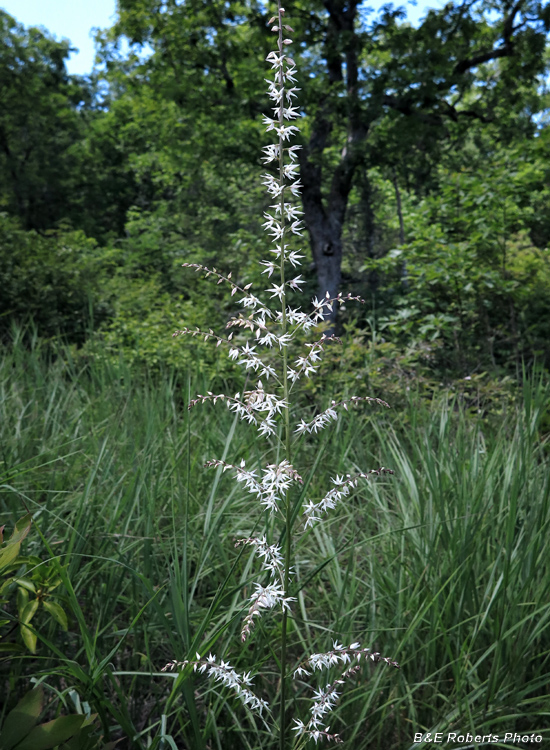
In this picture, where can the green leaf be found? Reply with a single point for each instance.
(22, 600)
(53, 733)
(29, 638)
(29, 611)
(58, 613)
(25, 583)
(11, 648)
(22, 719)
(8, 555)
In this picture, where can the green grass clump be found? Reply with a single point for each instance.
(442, 566)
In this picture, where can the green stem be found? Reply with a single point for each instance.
(288, 509)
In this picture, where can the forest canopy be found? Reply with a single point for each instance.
(425, 165)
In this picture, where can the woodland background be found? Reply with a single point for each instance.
(426, 191)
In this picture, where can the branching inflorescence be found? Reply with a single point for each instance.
(273, 330)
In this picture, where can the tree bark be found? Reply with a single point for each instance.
(325, 218)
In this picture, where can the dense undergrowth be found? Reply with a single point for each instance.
(443, 566)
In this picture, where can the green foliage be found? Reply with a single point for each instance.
(34, 582)
(469, 283)
(21, 730)
(449, 555)
(50, 280)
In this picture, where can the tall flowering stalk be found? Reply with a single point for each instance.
(270, 412)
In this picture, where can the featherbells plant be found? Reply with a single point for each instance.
(273, 329)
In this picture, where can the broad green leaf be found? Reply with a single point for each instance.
(22, 600)
(22, 719)
(26, 584)
(8, 555)
(29, 611)
(29, 638)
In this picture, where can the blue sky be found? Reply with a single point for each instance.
(74, 20)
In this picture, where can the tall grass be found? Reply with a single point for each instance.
(445, 563)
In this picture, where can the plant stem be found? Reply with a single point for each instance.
(288, 455)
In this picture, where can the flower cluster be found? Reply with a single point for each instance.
(224, 673)
(265, 597)
(330, 414)
(272, 327)
(274, 483)
(339, 654)
(342, 488)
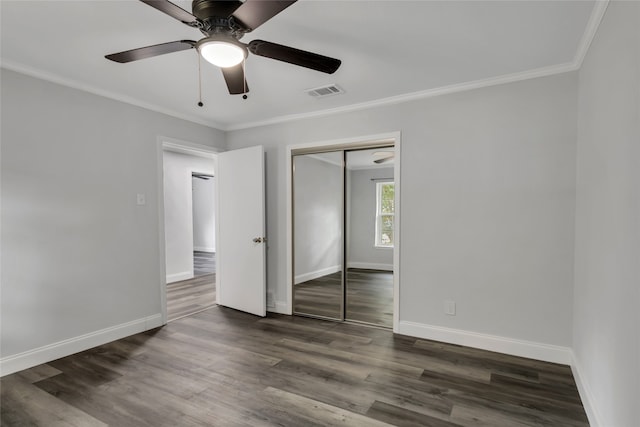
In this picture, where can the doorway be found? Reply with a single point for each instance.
(343, 229)
(204, 225)
(189, 225)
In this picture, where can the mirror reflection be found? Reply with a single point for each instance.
(370, 238)
(344, 215)
(318, 223)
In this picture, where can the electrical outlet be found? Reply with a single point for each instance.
(450, 307)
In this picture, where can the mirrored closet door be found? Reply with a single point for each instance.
(318, 214)
(343, 225)
(369, 230)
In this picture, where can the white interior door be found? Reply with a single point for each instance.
(241, 243)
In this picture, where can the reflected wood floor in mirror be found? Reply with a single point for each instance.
(221, 367)
(320, 297)
(190, 296)
(369, 296)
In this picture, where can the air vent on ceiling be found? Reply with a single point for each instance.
(321, 92)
━━━━━━━━━━
**WHAT TO PRODUCE**
A word-for-word transcription of the entries above, free of images, is what is wanted.

**ANSWER TO THIS TASK**
In this picture, where can the green leaf be found? Reply with a single point for each instance.
(22, 600)
(53, 733)
(29, 638)
(29, 611)
(58, 613)
(25, 583)
(11, 648)
(22, 719)
(8, 555)
In this picture, where can the green grass clump be found? Reply with a single point for each instance.
(442, 566)
In this picture, where can the green stem be found? Reply with a single point for each instance.
(288, 509)
In this picture, where can the forest canopy be found? Reply with a single point for each instance.
(425, 165)
In this picture, where can the woodland background be found? Reply with a single point for each instance.
(426, 191)
In this picture, where can the branching inflorescence be found? Reply with a single point for each instance.
(273, 330)
In this picture, where can the tree bark be found? Reply with a single point for each instance.
(325, 218)
In this picture, where can the dense undergrowth be found? Reply with a single point for each instance.
(443, 566)
In this picture, where can the green foliage be found? Reply with a single point for each instance.
(34, 582)
(469, 283)
(21, 730)
(449, 555)
(50, 280)
In this picture, where can the tall flowering stalk be found? Reply with a single point for each instance.
(270, 412)
In this picture, where can the featherbells plant be found? Reply with a single point for each instance.
(273, 329)
In this picture, where can the broad green leaf be found? Reply with a single point for each instance.
(22, 600)
(22, 719)
(26, 584)
(8, 555)
(29, 611)
(29, 638)
In this picture, where can the blue sky be found? Reply with a single point for each instance.
(74, 20)
In this picture, where can the tall grass be found? Reply with a single point for each instance.
(445, 563)
In this picture, where can the plant stem be found? Reply with a single point for each instance.
(288, 455)
In this picture, where can the flower cluster be found? Reply with a single point for each instance.
(224, 673)
(265, 597)
(330, 414)
(272, 327)
(274, 483)
(339, 654)
(342, 488)
In this picture, where can the doorway be found? Reply with a single point for each instance.
(343, 229)
(204, 225)
(189, 225)
In this picture, where can the mirror reflection be found? Reply with a single point for each instance.
(370, 238)
(344, 215)
(318, 223)
In this picture, where can the electrical outlet be found? Reply with a single point for each instance.
(450, 307)
In this picture, where can the mirrored closet door be found? Reply with a single point for each instance.
(318, 214)
(343, 225)
(369, 230)
In this picture, where can the white interior door be found? Reply with a single point for each instance.
(241, 243)
In this picture, where can the reflected wood floor in mirror be found? Reply with a single point for each instance.
(221, 367)
(320, 297)
(190, 296)
(369, 296)
In this picture, where can the air vent on ceiling be found? Reply with a single point for each instance.
(321, 92)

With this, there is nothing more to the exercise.